#### The task
Starting at the first line of the records and ending at the line that contains "1104 513 L 1156", recast those lines as a JSON list of strings with one string per line. Leave out blank lines and the pictures.
◇ ◇ ◇ ◇ ◇
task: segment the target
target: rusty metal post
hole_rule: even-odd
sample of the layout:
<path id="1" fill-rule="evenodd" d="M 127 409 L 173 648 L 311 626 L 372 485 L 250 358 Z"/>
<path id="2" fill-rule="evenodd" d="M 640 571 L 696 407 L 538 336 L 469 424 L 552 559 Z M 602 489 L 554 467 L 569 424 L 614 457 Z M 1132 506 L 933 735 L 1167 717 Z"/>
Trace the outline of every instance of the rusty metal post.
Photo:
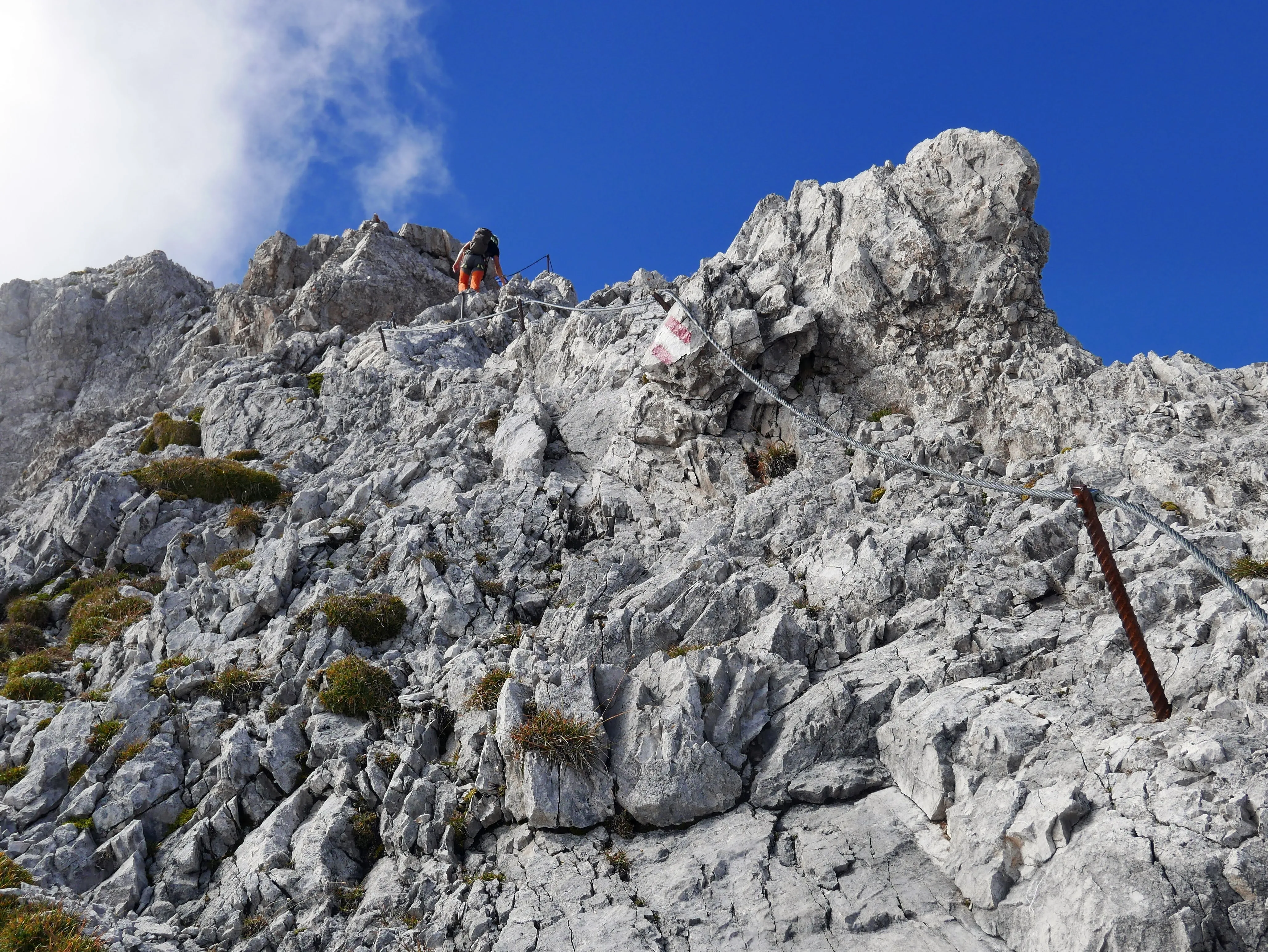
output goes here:
<path id="1" fill-rule="evenodd" d="M 1110 551 L 1110 540 L 1106 539 L 1104 529 L 1101 527 L 1096 499 L 1092 498 L 1092 493 L 1085 486 L 1071 486 L 1070 489 L 1074 492 L 1074 502 L 1083 510 L 1083 521 L 1088 529 L 1088 539 L 1092 540 L 1092 551 L 1097 554 L 1097 560 L 1101 563 L 1101 572 L 1104 573 L 1106 587 L 1110 589 L 1113 607 L 1118 611 L 1122 630 L 1127 633 L 1127 644 L 1131 645 L 1131 653 L 1136 655 L 1136 666 L 1140 668 L 1140 677 L 1145 679 L 1145 690 L 1154 705 L 1154 714 L 1158 720 L 1167 720 L 1172 716 L 1172 705 L 1167 700 L 1163 682 L 1159 679 L 1154 659 L 1149 654 L 1149 645 L 1145 644 L 1140 622 L 1136 621 L 1136 612 L 1131 607 L 1131 598 L 1127 597 L 1127 588 L 1122 583 L 1122 576 L 1118 574 L 1118 564 L 1113 560 L 1113 553 Z"/>

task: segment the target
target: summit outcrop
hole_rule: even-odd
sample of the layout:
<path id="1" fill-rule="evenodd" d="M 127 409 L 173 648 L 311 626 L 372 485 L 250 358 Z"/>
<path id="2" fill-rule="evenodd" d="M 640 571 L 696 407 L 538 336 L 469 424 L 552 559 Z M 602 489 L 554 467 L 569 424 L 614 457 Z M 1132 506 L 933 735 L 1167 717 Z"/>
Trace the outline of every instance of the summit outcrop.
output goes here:
<path id="1" fill-rule="evenodd" d="M 1104 513 L 1156 723 L 1073 503 L 653 346 L 672 290 L 838 432 L 1268 574 L 1268 370 L 1084 350 L 1038 185 L 952 129 L 586 300 L 460 306 L 448 233 L 373 221 L 222 289 L 161 252 L 0 288 L 24 895 L 165 952 L 1268 947 L 1231 596 Z M 143 454 L 156 412 L 185 442 Z"/>

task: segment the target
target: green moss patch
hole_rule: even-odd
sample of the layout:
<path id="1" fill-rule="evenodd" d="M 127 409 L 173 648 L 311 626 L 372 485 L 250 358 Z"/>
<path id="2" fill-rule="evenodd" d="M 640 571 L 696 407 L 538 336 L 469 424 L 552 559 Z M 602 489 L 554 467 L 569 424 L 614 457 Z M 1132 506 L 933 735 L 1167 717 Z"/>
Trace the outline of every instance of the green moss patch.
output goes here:
<path id="1" fill-rule="evenodd" d="M 193 420 L 172 420 L 167 413 L 155 413 L 141 436 L 138 453 L 150 454 L 167 446 L 202 446 L 203 431 Z"/>
<path id="2" fill-rule="evenodd" d="M 0 652 L 25 654 L 44 646 L 44 633 L 34 625 L 0 625 Z"/>
<path id="3" fill-rule="evenodd" d="M 0 693 L 11 701 L 61 701 L 66 695 L 66 688 L 52 678 L 27 674 L 20 678 L 10 678 Z"/>
<path id="4" fill-rule="evenodd" d="M 326 669 L 326 687 L 317 695 L 333 714 L 364 717 L 368 714 L 394 716 L 397 691 L 392 676 L 355 654 L 340 658 Z"/>
<path id="5" fill-rule="evenodd" d="M 110 641 L 146 615 L 150 602 L 137 595 L 119 595 L 118 586 L 94 588 L 71 606 L 71 635 L 67 645 Z"/>
<path id="6" fill-rule="evenodd" d="M 110 742 L 123 730 L 122 720 L 103 720 L 93 725 L 87 733 L 87 748 L 95 753 L 101 753 L 110 745 Z"/>
<path id="7" fill-rule="evenodd" d="M 139 756 L 142 750 L 150 747 L 148 740 L 133 740 L 131 744 L 119 750 L 119 756 L 114 758 L 115 766 L 120 763 L 127 763 L 134 757 Z"/>
<path id="8" fill-rule="evenodd" d="M 331 625 L 346 627 L 361 644 L 379 644 L 401 634 L 404 602 L 394 595 L 332 595 L 320 606 Z"/>
<path id="9" fill-rule="evenodd" d="M 5 767 L 0 771 L 0 786 L 11 787 L 18 783 L 19 780 L 27 776 L 27 767 Z"/>
<path id="10" fill-rule="evenodd" d="M 5 606 L 5 617 L 18 625 L 47 627 L 53 620 L 48 606 L 38 598 L 14 598 Z"/>
<path id="11" fill-rule="evenodd" d="M 126 475 L 153 492 L 166 489 L 180 496 L 197 496 L 207 502 L 271 502 L 281 493 L 273 473 L 245 466 L 232 459 L 180 456 L 151 463 Z"/>

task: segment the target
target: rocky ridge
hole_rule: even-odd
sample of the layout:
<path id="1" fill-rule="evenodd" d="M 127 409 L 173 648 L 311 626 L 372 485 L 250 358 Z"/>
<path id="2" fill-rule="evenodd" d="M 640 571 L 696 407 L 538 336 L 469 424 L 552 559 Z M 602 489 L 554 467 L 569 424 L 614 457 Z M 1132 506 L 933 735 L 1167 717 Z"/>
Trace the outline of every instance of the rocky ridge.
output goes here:
<path id="1" fill-rule="evenodd" d="M 1044 303 L 1037 188 L 950 131 L 763 199 L 672 285 L 861 441 L 1268 555 L 1268 369 L 1102 366 Z M 522 326 L 446 327 L 451 251 L 368 222 L 218 292 L 158 252 L 0 289 L 47 333 L 127 269 L 200 312 L 148 312 L 169 356 L 0 520 L 0 595 L 44 606 L 10 619 L 79 641 L 5 688 L 58 695 L 4 709 L 24 892 L 129 952 L 1268 948 L 1264 633 L 1174 545 L 1104 516 L 1159 724 L 1073 505 L 850 455 L 709 349 L 662 365 L 654 273 L 591 314 L 515 279 L 465 314 Z M 200 446 L 139 454 L 156 409 Z M 231 453 L 287 494 L 128 475 Z M 93 578 L 133 612 L 95 640 Z M 385 638 L 346 615 L 368 595 Z M 361 660 L 391 700 L 340 712 Z"/>

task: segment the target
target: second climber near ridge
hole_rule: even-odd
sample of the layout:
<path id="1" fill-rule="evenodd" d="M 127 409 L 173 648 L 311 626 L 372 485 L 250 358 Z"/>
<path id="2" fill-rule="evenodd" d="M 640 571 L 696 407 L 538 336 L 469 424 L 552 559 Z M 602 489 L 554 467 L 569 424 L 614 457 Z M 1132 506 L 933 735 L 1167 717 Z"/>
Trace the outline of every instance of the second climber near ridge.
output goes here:
<path id="1" fill-rule="evenodd" d="M 468 288 L 479 290 L 479 283 L 484 280 L 484 271 L 488 262 L 493 262 L 502 284 L 506 284 L 506 275 L 502 274 L 501 248 L 497 246 L 497 236 L 488 228 L 477 228 L 476 235 L 463 245 L 454 261 L 454 271 L 458 274 L 458 290 Z"/>

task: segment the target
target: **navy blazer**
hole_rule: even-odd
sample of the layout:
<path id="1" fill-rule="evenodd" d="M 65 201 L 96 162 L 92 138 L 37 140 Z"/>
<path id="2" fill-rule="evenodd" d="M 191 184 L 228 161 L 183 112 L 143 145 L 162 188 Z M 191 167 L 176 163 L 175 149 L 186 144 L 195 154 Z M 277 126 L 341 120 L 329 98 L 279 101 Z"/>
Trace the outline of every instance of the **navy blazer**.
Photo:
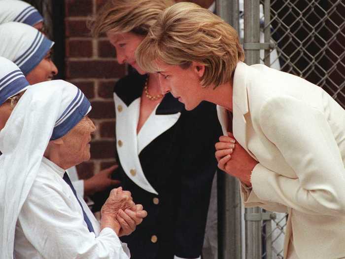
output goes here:
<path id="1" fill-rule="evenodd" d="M 187 111 L 168 93 L 137 136 L 146 76 L 127 76 L 114 88 L 119 168 L 114 177 L 148 214 L 121 239 L 134 259 L 197 258 L 217 169 L 214 145 L 222 135 L 216 107 L 203 102 Z M 97 209 L 104 194 L 95 201 Z"/>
◇ ◇ ◇ ◇ ◇
#### Task result
[
  "task: segment the target",
  "target: rusty metal post",
  "hole_rule: even-odd",
  "sample of the layout:",
  "<path id=\"1\" fill-rule=\"evenodd\" d=\"M 127 409 L 173 648 L 311 626 L 372 485 L 250 358 Z\"/>",
  "<path id=\"2\" fill-rule=\"evenodd\" d=\"M 640 571 L 696 407 L 538 336 L 469 424 L 552 559 Z M 602 489 L 554 467 L 569 424 L 614 457 Z M 1132 506 L 933 735 L 1167 717 Z\"/>",
  "Trace the outline of every instance of the rusty metal post.",
  "Photo:",
  "output goes here:",
  "<path id=\"1\" fill-rule=\"evenodd\" d=\"M 1110 551 L 1110 540 L 1106 539 L 1104 529 L 1101 527 L 1096 499 L 1092 498 L 1092 493 L 1085 486 L 1071 486 L 1070 489 L 1074 492 L 1074 502 L 1083 510 L 1083 521 L 1088 529 L 1088 539 L 1092 540 L 1092 551 L 1097 554 L 1097 560 L 1101 563 L 1101 572 L 1104 573 L 1106 587 L 1110 589 L 1113 607 L 1118 611 L 1122 630 L 1127 633 L 1127 644 L 1131 645 L 1131 653 L 1136 655 L 1136 666 L 1140 668 L 1140 677 L 1145 679 L 1145 690 L 1154 705 L 1154 714 L 1158 720 L 1167 720 L 1172 716 L 1172 705 L 1167 700 L 1163 682 L 1159 679 L 1154 659 L 1149 654 L 1149 645 L 1145 644 L 1140 622 L 1136 621 L 1136 612 L 1131 607 L 1131 598 L 1127 597 L 1127 588 L 1122 583 L 1122 576 L 1118 574 L 1118 564 L 1113 560 L 1113 553 Z\"/>",
  "task: segment the target",
  "target: summit outcrop",
  "hole_rule: even-odd",
  "sample of the layout:",
  "<path id=\"1\" fill-rule=\"evenodd\" d=\"M 127 409 L 173 648 L 311 626 L 372 485 L 250 358 Z\"/>",
  "<path id=\"2\" fill-rule=\"evenodd\" d=\"M 640 571 L 696 407 L 538 336 L 469 424 L 552 559 Z M 602 489 L 554 467 L 569 424 L 614 457 Z M 1132 506 L 933 735 L 1167 717 Z\"/>",
  "Trace the outline of every instance of the summit outcrop.",
  "output goes here:",
  "<path id=\"1\" fill-rule=\"evenodd\" d=\"M 1104 513 L 1156 723 L 1073 503 L 653 346 L 672 290 L 838 432 L 1268 574 L 1268 370 L 1084 350 L 1038 185 L 952 129 L 586 300 L 460 306 L 448 233 L 373 221 L 222 289 L 161 252 L 0 288 L 24 895 L 165 952 L 1268 947 L 1231 596 Z M 143 454 L 156 412 L 185 442 Z\"/>"
]